====== Data extract ======

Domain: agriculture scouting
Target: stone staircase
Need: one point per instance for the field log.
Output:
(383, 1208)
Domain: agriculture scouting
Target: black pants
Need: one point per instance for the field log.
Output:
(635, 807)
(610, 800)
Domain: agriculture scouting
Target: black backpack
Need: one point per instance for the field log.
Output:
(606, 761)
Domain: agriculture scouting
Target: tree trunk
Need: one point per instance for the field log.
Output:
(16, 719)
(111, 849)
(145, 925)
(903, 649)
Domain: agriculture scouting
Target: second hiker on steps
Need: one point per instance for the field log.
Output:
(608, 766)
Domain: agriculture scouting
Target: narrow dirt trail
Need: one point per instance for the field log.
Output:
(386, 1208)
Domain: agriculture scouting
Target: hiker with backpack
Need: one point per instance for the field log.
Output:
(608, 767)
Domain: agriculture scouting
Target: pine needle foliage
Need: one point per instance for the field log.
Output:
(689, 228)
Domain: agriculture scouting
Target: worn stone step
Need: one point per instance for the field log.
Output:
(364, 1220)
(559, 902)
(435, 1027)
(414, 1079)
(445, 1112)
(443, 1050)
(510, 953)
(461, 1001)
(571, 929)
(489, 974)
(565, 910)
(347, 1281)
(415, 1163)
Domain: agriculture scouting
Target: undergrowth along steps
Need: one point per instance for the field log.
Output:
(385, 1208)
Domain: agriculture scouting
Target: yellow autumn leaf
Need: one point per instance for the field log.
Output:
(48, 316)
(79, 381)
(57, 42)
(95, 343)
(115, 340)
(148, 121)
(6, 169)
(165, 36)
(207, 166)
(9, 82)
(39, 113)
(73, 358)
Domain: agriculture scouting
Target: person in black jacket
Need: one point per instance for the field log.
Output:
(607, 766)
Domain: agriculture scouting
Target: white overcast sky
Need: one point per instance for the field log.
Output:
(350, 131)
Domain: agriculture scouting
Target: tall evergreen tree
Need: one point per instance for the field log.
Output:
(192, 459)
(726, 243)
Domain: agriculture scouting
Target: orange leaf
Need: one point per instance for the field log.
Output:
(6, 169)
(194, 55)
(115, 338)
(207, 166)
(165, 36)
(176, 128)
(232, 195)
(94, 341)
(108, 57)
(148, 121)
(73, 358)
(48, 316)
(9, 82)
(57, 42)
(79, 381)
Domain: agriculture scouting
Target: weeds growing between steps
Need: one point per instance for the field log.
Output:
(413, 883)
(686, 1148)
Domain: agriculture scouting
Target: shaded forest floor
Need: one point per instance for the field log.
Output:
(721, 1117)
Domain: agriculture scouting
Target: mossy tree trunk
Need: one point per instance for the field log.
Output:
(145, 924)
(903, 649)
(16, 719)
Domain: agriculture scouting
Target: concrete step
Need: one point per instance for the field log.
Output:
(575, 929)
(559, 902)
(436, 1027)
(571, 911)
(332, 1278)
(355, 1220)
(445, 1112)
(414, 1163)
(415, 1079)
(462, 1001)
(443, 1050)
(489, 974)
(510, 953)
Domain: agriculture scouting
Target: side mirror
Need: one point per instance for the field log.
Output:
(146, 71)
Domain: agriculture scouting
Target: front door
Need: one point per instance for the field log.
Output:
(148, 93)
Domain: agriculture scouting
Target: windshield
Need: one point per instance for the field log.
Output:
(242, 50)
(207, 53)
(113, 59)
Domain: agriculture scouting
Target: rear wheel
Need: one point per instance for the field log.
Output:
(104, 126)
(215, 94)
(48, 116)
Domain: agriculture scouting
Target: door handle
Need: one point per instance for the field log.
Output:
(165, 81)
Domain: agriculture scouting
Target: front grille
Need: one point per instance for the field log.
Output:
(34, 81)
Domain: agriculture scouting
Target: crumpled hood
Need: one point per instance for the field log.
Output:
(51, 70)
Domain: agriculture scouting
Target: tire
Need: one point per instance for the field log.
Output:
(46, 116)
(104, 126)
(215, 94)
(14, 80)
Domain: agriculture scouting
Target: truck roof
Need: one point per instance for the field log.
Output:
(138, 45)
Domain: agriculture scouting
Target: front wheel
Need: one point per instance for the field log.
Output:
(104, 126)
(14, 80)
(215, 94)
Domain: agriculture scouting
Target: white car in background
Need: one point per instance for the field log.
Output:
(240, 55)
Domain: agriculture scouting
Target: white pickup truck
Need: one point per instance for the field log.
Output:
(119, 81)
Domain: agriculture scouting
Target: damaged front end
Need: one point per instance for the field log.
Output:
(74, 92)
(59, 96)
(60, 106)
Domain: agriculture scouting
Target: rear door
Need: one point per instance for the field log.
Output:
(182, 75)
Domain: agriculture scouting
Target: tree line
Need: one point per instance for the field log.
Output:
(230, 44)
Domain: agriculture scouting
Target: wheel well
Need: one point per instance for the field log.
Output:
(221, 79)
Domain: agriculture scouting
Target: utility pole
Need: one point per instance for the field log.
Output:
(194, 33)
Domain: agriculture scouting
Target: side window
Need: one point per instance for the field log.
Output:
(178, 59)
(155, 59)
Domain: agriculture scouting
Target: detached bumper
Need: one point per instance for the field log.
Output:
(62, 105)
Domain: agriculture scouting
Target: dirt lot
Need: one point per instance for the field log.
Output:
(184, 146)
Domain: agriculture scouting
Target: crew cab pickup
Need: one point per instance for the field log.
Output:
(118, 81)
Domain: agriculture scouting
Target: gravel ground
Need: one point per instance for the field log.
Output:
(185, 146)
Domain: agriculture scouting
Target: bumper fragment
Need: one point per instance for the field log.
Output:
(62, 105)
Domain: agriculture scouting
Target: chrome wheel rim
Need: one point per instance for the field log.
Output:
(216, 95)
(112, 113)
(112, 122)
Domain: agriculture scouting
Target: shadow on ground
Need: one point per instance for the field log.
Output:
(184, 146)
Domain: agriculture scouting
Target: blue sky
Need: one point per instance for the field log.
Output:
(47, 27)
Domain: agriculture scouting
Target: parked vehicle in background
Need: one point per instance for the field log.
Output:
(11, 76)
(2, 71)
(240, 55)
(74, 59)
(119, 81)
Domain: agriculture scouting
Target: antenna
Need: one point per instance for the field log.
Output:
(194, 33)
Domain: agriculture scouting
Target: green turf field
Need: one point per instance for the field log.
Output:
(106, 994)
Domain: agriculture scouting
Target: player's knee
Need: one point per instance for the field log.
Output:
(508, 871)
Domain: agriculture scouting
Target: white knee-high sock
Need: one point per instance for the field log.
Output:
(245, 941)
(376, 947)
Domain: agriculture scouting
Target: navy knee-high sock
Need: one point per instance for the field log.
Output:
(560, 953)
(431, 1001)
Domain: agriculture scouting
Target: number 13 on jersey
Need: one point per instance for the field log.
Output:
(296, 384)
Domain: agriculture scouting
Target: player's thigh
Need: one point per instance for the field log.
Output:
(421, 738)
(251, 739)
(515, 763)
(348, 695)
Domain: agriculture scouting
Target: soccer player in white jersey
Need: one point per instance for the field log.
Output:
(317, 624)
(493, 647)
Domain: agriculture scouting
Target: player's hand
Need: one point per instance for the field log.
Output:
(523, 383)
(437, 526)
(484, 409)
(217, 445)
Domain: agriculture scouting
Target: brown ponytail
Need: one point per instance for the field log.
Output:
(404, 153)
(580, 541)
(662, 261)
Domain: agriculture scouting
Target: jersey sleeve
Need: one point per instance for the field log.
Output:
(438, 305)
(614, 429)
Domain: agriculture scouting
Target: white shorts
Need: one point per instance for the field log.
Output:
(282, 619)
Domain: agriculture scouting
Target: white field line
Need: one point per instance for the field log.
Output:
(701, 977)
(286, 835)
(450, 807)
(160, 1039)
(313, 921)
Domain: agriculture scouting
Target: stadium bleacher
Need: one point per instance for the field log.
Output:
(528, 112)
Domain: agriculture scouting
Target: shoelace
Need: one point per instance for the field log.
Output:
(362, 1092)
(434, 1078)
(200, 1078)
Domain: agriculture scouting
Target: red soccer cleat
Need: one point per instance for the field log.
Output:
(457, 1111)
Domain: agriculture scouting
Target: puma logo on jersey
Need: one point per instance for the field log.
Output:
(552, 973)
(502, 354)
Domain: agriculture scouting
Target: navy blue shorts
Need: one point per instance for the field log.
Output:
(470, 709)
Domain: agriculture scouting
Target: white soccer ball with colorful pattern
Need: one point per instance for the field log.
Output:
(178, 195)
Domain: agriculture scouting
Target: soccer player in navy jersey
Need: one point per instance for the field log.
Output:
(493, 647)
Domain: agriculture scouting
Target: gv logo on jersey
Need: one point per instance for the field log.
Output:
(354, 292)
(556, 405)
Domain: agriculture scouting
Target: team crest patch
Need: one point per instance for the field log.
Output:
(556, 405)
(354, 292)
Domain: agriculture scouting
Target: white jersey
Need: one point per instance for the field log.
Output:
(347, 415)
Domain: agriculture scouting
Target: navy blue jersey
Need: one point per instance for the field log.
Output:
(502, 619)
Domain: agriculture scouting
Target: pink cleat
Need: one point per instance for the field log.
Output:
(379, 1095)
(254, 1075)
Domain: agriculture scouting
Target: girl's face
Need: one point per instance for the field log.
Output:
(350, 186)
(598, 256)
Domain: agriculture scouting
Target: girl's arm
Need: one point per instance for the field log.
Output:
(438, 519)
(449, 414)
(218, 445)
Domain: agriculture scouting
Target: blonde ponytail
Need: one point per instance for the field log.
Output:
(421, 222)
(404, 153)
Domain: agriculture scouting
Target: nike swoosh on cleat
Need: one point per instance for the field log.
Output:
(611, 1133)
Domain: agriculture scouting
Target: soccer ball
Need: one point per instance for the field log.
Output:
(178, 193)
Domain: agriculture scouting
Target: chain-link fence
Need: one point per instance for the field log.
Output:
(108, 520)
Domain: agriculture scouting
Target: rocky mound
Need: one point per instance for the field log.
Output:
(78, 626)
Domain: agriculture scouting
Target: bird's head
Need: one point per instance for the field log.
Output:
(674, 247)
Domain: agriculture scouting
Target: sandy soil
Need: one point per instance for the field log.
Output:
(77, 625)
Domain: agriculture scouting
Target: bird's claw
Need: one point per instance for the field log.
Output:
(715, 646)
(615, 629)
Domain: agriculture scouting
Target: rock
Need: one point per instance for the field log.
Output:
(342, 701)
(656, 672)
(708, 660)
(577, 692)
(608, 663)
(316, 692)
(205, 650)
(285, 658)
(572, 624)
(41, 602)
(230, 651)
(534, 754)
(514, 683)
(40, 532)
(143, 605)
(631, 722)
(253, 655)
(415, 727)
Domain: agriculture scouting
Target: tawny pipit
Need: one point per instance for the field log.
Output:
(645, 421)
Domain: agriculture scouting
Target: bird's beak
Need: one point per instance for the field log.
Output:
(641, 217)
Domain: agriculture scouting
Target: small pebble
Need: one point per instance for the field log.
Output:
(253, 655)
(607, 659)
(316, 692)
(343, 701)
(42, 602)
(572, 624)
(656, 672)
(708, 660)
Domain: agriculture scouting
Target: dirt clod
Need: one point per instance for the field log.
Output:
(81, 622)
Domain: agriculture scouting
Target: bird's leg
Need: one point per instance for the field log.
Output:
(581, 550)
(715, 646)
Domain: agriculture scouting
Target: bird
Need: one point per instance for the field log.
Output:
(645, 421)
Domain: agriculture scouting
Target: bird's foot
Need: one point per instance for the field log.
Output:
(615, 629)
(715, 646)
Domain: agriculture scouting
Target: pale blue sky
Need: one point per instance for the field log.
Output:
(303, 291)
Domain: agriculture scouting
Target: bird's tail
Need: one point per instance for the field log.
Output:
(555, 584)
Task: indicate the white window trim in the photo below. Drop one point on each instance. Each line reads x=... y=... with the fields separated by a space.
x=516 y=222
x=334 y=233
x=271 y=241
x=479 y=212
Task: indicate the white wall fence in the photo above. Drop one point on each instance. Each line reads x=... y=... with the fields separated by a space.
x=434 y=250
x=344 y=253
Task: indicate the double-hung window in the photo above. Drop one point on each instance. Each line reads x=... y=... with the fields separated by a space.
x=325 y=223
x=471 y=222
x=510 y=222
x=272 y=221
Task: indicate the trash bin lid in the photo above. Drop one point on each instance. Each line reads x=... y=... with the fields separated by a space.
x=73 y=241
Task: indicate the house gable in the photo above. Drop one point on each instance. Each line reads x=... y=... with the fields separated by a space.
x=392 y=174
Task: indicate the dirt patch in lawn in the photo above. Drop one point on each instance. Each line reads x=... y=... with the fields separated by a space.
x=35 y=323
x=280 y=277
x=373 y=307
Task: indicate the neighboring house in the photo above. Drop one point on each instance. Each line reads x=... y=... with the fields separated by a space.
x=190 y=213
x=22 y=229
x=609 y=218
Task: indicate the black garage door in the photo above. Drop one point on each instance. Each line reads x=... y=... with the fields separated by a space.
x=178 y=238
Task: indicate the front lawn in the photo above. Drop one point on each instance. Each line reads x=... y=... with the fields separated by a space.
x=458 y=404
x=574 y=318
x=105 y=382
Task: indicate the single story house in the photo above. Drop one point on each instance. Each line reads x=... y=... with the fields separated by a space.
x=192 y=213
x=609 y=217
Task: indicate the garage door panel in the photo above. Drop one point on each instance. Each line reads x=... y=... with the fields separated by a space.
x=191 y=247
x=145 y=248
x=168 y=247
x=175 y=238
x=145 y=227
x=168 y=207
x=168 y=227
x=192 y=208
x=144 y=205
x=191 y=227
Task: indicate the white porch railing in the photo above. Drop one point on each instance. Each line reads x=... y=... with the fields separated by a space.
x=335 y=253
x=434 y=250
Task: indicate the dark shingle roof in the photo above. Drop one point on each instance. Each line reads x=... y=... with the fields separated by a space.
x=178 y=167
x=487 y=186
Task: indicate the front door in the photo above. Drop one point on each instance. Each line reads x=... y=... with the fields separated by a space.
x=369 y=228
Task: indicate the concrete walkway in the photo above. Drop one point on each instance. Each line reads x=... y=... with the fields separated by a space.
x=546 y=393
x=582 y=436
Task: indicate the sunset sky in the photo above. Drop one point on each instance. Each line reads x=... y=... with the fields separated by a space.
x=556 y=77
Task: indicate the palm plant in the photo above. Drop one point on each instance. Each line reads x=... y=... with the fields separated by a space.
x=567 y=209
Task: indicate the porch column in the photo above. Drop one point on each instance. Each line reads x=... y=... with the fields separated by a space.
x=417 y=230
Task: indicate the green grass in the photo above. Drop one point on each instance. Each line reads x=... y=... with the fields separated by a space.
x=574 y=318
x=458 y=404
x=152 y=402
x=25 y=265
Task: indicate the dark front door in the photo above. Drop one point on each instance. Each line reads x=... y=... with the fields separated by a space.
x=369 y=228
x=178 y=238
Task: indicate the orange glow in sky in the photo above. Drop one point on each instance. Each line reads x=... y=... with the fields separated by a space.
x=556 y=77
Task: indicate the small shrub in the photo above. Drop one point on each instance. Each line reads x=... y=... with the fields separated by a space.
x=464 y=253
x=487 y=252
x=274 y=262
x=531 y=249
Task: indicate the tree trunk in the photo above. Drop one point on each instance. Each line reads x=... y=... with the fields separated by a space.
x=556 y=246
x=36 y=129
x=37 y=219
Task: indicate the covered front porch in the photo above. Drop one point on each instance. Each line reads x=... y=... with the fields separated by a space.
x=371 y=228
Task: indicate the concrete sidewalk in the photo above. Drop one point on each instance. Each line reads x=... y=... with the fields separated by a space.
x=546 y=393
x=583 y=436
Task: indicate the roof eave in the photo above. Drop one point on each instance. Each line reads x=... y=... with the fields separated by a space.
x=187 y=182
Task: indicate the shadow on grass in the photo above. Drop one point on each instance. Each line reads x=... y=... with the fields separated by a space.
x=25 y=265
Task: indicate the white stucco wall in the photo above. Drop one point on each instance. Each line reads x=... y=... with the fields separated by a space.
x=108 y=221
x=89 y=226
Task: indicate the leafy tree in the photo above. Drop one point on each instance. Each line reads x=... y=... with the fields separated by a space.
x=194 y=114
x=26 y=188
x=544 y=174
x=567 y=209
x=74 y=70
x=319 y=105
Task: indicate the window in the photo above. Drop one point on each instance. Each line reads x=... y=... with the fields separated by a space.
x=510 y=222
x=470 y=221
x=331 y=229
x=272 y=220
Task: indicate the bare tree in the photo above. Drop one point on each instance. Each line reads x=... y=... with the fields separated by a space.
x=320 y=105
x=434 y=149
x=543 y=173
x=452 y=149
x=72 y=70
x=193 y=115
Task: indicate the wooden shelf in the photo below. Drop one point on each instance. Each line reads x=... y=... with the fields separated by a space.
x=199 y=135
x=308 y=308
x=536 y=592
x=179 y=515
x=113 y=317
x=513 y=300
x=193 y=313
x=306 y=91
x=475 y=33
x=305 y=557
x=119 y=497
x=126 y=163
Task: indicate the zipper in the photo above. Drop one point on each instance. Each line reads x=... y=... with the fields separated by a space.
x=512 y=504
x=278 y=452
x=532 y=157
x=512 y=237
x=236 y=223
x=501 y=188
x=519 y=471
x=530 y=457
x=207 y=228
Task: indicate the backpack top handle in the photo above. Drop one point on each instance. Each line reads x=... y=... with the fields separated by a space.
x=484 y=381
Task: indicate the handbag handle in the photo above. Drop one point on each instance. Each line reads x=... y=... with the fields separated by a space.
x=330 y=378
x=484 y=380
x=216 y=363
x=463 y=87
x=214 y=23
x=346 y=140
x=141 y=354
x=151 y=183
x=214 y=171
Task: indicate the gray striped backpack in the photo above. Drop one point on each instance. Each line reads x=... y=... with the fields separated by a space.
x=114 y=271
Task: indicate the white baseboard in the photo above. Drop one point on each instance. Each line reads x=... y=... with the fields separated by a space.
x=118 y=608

======

What are the lines from the one with "Task: indicate the bare" through the last line of the records above? Quote them exactly and add nothing.

Task: indicate the bare tree in the photo above. Drop one point on each instance. Each line reads x=... y=... with the fields separated by a space.
x=320 y=105
x=434 y=149
x=543 y=173
x=452 y=149
x=72 y=70
x=193 y=115
Task: indicate the wooden shelf in the photo below. Drop one point on each instance. Each line reads x=... y=... with the fields separated by a space.
x=199 y=135
x=308 y=308
x=536 y=592
x=179 y=515
x=113 y=317
x=513 y=300
x=193 y=313
x=306 y=91
x=475 y=33
x=305 y=557
x=119 y=497
x=126 y=163
Task: indicate the zipper in the photo above. Drop one point on each instance. Each line reads x=... y=... with the fields separated by a space.
x=512 y=504
x=278 y=452
x=532 y=157
x=512 y=237
x=236 y=223
x=501 y=188
x=519 y=471
x=530 y=457
x=207 y=228
Task: indicate the backpack top handle in the photo above. Drop one point on each instance. Each line reads x=... y=... with the fields separated by a space.
x=484 y=381
Task: indicate the handbag handle in the photo above. Drop one point on each instance. Each line reads x=... y=... with the fields separated by a space.
x=330 y=378
x=484 y=380
x=216 y=363
x=463 y=87
x=214 y=23
x=346 y=140
x=141 y=354
x=151 y=183
x=214 y=171
Task: indicate the gray striped backpack in the photo above. Drop one point on each instance. Each line reads x=... y=... with the fields separated by a space.
x=114 y=271
Task: indicate the white baseboard in the photo above. Drop one point on each instance. Each line reads x=... y=... with the fields separated by a space.
x=118 y=608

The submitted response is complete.